— START OF Extracted data —
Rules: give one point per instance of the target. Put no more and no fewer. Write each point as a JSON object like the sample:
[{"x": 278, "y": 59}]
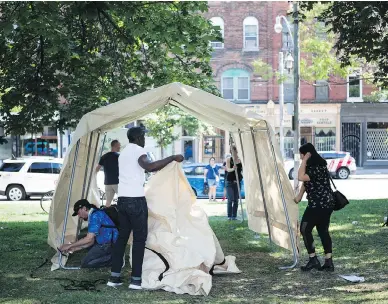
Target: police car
[{"x": 339, "y": 164}]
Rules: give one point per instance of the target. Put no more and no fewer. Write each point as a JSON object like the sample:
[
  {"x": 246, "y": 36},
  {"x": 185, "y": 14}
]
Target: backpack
[{"x": 112, "y": 213}]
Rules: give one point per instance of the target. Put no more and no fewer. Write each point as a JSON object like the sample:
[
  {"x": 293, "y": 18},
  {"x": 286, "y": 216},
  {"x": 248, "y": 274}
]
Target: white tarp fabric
— END OF Extracted data —
## Task:
Please rewrite all of the records above, swapping "instance" for "occurrence" wherever it appears and keeping everything else the same. Omit the pictures from your answer.

## Written answer:
Rules: give one point per occurrence of the target. Put no more and no fewer. Write each point as a JSON object like the sample:
[{"x": 278, "y": 59}]
Target: police car
[{"x": 339, "y": 164}]
Rules: give one point per occurrence of the target. Put no more and no fewer. Write each point as a JSON object like the sample:
[
  {"x": 246, "y": 36},
  {"x": 185, "y": 14}
]
Target: backpack
[{"x": 112, "y": 213}]
Rules: give one point per occurrence of the target. Put no more and no fewer. Write each point as a JSON object like the sample:
[
  {"x": 293, "y": 18},
  {"x": 286, "y": 216},
  {"x": 248, "y": 274}
]
Target: white tarp fabric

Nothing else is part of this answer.